Content starts
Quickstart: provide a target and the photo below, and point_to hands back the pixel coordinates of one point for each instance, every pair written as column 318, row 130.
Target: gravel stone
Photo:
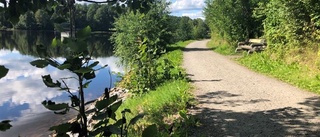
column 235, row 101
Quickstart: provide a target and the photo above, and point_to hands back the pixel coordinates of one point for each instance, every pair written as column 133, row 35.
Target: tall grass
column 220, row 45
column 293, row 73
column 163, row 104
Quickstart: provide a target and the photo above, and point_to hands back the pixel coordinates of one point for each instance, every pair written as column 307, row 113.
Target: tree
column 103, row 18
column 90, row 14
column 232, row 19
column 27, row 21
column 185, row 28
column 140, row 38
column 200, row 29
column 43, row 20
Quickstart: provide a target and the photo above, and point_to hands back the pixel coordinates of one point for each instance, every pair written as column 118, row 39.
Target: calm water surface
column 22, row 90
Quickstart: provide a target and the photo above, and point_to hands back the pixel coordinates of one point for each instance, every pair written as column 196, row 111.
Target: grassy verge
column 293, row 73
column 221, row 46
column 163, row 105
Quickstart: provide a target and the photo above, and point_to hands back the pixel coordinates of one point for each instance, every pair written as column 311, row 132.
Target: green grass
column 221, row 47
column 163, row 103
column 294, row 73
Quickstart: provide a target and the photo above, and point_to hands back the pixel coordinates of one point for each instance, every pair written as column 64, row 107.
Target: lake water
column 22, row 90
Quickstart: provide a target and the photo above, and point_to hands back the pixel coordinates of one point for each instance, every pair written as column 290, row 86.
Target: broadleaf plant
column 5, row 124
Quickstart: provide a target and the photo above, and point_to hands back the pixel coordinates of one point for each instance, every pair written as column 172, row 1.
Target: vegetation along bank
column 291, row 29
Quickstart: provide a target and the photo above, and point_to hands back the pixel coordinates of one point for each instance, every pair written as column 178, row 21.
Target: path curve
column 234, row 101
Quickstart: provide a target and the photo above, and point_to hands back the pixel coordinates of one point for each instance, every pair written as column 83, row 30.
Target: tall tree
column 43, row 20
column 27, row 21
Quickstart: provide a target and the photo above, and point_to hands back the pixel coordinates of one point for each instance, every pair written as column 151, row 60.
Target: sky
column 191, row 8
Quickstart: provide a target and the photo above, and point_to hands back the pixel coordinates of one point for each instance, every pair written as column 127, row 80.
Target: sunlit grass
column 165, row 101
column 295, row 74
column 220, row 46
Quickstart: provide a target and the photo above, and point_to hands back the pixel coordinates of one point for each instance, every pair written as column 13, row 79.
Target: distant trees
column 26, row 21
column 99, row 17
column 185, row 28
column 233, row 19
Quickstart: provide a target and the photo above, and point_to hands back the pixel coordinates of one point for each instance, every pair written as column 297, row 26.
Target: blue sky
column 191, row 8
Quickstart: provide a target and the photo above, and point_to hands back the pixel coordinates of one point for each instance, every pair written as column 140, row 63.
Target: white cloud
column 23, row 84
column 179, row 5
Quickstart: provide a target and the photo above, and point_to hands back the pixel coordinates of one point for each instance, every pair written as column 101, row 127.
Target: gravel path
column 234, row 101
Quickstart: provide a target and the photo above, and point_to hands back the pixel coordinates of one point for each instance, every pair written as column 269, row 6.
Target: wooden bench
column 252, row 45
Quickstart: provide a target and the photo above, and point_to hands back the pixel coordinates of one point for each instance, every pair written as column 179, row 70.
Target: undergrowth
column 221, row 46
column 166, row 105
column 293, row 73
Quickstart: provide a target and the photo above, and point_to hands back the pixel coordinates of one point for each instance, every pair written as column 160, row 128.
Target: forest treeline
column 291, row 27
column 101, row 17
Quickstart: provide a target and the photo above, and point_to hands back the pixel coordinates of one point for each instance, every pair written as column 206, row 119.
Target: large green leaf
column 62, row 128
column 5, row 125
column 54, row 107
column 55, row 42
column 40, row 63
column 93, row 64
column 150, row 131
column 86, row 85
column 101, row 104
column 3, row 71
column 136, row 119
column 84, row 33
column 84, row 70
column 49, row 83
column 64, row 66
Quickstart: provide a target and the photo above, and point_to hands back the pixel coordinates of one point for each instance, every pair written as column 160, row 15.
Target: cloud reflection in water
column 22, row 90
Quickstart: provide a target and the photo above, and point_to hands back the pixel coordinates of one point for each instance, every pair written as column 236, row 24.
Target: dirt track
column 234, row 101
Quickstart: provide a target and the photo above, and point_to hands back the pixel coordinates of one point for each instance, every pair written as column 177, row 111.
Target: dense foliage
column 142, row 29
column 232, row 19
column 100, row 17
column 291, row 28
Content ends
_Your instructions_
Omit the pictures, then output the rest of the listing exactly.

_Result_
Quickstart: provide a target and the photo below, and point_to hands back the pixel coordinates of one point for each instance, every pair written as column 318, row 130.
Target: gravel stone
Photo:
column 235, row 101
Quickstart: provide a target and the photo above, and point_to hands back the pixel coordinates of one point for each instance, every pair written as column 133, row 35.
Target: tall grass
column 220, row 45
column 293, row 73
column 163, row 104
Quickstart: provide a target and the photo above, and point_to hands back the pixel coordinates of one point for each instance, every pair written as column 307, row 113.
Target: tree
column 103, row 18
column 90, row 14
column 232, row 19
column 27, row 21
column 185, row 28
column 140, row 38
column 200, row 29
column 43, row 20
Quickstart: provide a target and the photo above, and point_to hands back the pixel coordinates of one point for each instance, every pair written as column 118, row 39.
Target: calm water surface
column 22, row 90
Quickstart: provide a target and the photo above, and point_to hands back the pixel coordinates of one point for each instance, every pair written as column 196, row 111.
Target: grassy verge
column 293, row 73
column 221, row 46
column 163, row 105
Quickstart: provide a target and the photo above, and point_to hands back the pixel coordinates of one point for each instance, every pair written as column 311, row 132.
Target: green grass
column 221, row 47
column 163, row 103
column 294, row 73
Quickstart: provide a target and the photo above, and point_to hands back the pixel coordinates of one point for each instance, every pair written as column 64, row 107.
Target: lake water
column 22, row 90
Quickstart: provide a target and the photo above, and point_to hands back the pixel coordinates of one point for each instance, every pair written as column 290, row 86.
Target: broadleaf plant
column 5, row 124
Quickstart: provide a target and the photo above, and point_to hands back the pixel coordinates of one point for each instance, every pair written as column 172, row 1.
Target: vegetation along bank
column 291, row 29
Quickstart: provide a target and the photo above, and point_to hands back the pixel coordinates of one point for each instance, every pair written as column 178, row 21.
Target: path curve
column 234, row 101
Quickstart: provide a target and the photo above, and point_to hands back the pixel coordinates of one point for each instance, every pair written as column 83, row 30.
Target: tall tree
column 43, row 20
column 27, row 21
Quickstart: provide a target and the photo above, and point_to hands back the pixel coordinates of one point for each instance, every pair written as column 151, row 60.
Target: sky
column 191, row 8
Quickstart: provide a target and the photo above, and point_to hands back the pixel coordinates of one point for each instance, every pair written as column 127, row 80.
Target: sunlit grass
column 165, row 101
column 295, row 74
column 220, row 46
Quickstart: provide a target and the photo above, and point_to hands back the pixel coordinates of one point for each instance, every pair written as column 13, row 79.
Target: distant trees
column 26, row 21
column 99, row 17
column 185, row 28
column 233, row 19
Quickstart: provide a target and the photo above, and point_to hands back the pixel coordinates of one point for each instance, every pair written as column 297, row 26.
Target: blue sky
column 191, row 8
Quickstart: provide a target and the photo above, and point_to hands back the pixel coordinates of one point for each instance, every pair written as column 140, row 63.
Target: white cloud
column 23, row 84
column 179, row 5
Quickstart: provide a target and the photo above, and point_to hands back the pixel coordinates of one point for each instance, every pair written as column 101, row 127.
Target: gravel path
column 234, row 101
Quickstart: provide a target and the photo above, and point_to hands back the pixel coordinates of one point for each instance, every pair written as column 269, row 6.
Target: wooden bench
column 252, row 45
Quickstart: provide a target and the photo above, and point_to hands back the pixel coordinates of one point for each instance, every pair written as column 179, row 70.
Target: undergrowth
column 221, row 46
column 166, row 105
column 293, row 73
Quickstart: provide a target and the photo above, and point_to hands back the pixel coordinates of one point for each instance, every pair written as column 160, row 128.
Target: forest treeline
column 291, row 27
column 101, row 17
Quickstart: provide a target and the photo above, and point_to hands back the pixel coordinates of one point for each instance, every pair written as column 206, row 119.
Target: large green leaf
column 62, row 128
column 5, row 125
column 54, row 107
column 55, row 42
column 40, row 63
column 93, row 64
column 150, row 131
column 86, row 85
column 101, row 104
column 3, row 71
column 136, row 119
column 84, row 33
column 84, row 70
column 49, row 83
column 64, row 66
Quickstart: provide a target and the photo above, and point_to hands back the pixel coordinates of one point for each instance, every pair written as column 160, row 15.
Target: cloud reflection in water
column 22, row 90
Quickstart: provide a target and the photo above, and point_to hands back the pixel coordinates of one point for each instance, every pair written as column 236, row 24.
Target: dirt track
column 234, row 101
Quickstart: provide a target and the photo above, and point_to hands back the pixel coordinates of one point for each instance, every pair written as column 177, row 111.
Target: dense foliage
column 142, row 29
column 232, row 19
column 100, row 17
column 291, row 28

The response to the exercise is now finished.